*SELECTED EXTRACT*

Mr. DAWSON added that it was alleged by the defendants that in June, 1923, plaintiff was informed by the Sun Insurance Office that they would require altered terms for the renewal of his policy, but plaintiff had no knowledge of that fact.

Evidence was given by Mr. DENT regarding accidents in which his car, a Sizaire Berwick, was concerned. In cross-examination he said he had had three motor car insurance policies in a period of five years. From June, 1922, to June, 1923, he had a policy with the Car & General Insurance Corporation, and for two years he was insured with the Sun Insurance Office. One proposal form which he received from the latter company was blank when he signed it.

Mr. SCHILLER: The answer to the question "What accidents have occurred during the past two years in connection with any motor car owned or driven by you" is given as "Nil." Was that true? Are you suggesting that it was in the proposal form when you signed it?-Mr. DENT: I am suggesting nothing, but I am positive it was blank when I signed it.

Asked by his LORDSHIP why he changed his insurance company, Mr. DENT said there were rumours about the Car & General Insurance Corporation, and he thought that the sooner he was out of it the better.

Mr. SCHILLER: Did you change because they asked you to carry the first £10 worth of risk, as you had had so many accidents? -WITNESS: No, it is rubbish to say so.

Mr. FREDERICK GIDDEN, clerk in the accident department of the Sun Insurance Office, stated that during 1924 and 1925 seven claims were made by Mr. Dent under his insurance policy. There was a third party claim in respect of an accident in April, 1924, but so far as the company were aware Mr. Dent's car was not damaged on that occasion.

Mr. SCHILLER submitted that plaintiff's claim must fail on the evidence given, as some of the answers to questions on the proposal form were inaccurate. The object of questions put by insurance companies was to ascertain in detail the history of the car concerned. In this case Mr. Dest took out a policy with the Car & General

Insurance Corporation, and he had six accidents. On the day that the renewal of the policy was due he was negotiating with another company, and though he had had six accidents, the claims totalling £107, he mentioned only two of the accidents. Mr. Dent did not give reasonable and proper answers to the questions, and it was perfectly immaterial what his view was of what he was doing if he conveyed a wrong impression to the insurance company and did not tell them all the facts.

Giving evidence for the defence, Mr. CHARLES CALLIEU, manager of the Chancery Lane branch of the Car & General Insurance Corporation, said that during the year ended June, 1923, Mr. Dent's car was insured by that company. During the year the claims made by Mr. Dent and paid by the company amounted to £107 1s. 6d., and at the end of the year, when renewal of the policy was desired, Mr. Dent would be asked to bear the first £10 of any claim. Asked by Mr. HILBERY if he was aware of rumours in 1923 that the Car & General Insurance Corporation was in an unstable condition, witness replied that he never heard the rumours, and said that the company was, both in 1923 and at present, one of the premier companies carrying that type of risk.

(Excerpt from a dataset)
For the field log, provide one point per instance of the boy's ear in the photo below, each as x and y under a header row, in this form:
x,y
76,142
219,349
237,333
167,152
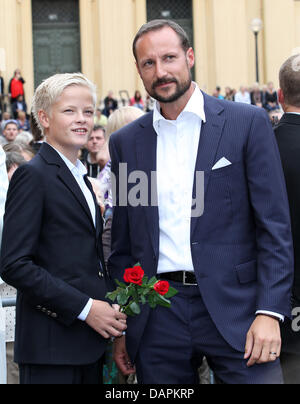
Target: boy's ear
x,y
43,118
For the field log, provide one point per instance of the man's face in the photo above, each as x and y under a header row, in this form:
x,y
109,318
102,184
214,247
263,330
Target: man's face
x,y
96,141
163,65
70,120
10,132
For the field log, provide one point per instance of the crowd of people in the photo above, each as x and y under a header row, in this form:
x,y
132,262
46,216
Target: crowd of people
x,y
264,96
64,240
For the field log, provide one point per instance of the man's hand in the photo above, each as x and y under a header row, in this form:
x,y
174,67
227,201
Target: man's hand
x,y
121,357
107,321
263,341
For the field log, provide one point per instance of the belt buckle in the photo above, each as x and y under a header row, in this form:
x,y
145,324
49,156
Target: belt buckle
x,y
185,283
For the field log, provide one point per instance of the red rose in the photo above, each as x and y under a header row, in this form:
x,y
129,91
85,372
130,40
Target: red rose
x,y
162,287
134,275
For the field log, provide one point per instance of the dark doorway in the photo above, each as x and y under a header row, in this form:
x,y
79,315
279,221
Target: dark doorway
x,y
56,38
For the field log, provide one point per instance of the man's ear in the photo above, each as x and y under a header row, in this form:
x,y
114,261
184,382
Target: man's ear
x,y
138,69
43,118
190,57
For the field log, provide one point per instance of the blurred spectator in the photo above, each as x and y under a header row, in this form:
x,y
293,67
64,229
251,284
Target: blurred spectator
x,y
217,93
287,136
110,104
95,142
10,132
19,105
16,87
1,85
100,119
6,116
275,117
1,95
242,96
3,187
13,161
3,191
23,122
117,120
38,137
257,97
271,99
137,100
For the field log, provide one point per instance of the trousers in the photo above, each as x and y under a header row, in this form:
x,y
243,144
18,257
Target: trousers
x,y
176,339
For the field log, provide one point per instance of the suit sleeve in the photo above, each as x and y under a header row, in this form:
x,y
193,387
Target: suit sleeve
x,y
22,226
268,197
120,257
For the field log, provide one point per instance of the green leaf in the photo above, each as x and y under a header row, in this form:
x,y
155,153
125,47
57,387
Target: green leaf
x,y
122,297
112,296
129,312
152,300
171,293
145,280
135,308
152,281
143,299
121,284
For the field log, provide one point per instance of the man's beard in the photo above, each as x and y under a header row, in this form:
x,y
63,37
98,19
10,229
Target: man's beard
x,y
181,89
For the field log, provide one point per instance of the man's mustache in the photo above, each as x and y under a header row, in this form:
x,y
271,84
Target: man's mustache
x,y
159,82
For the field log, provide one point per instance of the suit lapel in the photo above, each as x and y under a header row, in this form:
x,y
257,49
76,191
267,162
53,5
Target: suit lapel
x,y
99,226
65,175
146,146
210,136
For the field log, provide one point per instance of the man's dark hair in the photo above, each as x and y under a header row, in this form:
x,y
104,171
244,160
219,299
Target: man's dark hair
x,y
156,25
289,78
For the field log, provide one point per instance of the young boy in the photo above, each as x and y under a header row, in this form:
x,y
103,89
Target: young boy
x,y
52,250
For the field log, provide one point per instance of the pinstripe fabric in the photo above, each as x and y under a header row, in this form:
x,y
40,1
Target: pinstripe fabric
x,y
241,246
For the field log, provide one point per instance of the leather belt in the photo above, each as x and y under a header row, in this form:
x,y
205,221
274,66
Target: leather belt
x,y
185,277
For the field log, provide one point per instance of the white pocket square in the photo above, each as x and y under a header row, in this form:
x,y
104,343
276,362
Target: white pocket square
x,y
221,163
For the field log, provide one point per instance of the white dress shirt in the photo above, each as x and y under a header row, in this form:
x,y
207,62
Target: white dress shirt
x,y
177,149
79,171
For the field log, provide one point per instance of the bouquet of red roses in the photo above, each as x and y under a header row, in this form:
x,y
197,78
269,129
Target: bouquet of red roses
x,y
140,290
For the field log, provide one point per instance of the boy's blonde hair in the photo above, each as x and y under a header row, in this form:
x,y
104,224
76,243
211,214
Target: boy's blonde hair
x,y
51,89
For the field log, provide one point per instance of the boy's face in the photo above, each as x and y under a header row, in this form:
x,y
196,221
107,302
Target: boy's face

*TASK DESCRIPTION*
Condense the paragraph of the court report that begins "Giving evidence for the defence" into a short bulleted list that keeps its main facts.

*SOLVED PROBLEM*
- Charles Callieu, manager of the Chancery Lane branch of the Car & General Insurance Corporation, gave evidence for the defence.
- That company insured Mr. Dent's car during the year ended June, 1923.
- Claims made by Mr. Dent and paid by the company that year totaled £107 1s. 6d.
- At the end of the year, when renewal was desired, Mr. Dent would be asked to bear the first £10 of any claim.
- Asked by Mr. Hilbery about 1923 rumors that the company was unstable, he said he never heard them. He added that the company was one of the premier companies carrying that type of risk, both in 1923 and at present.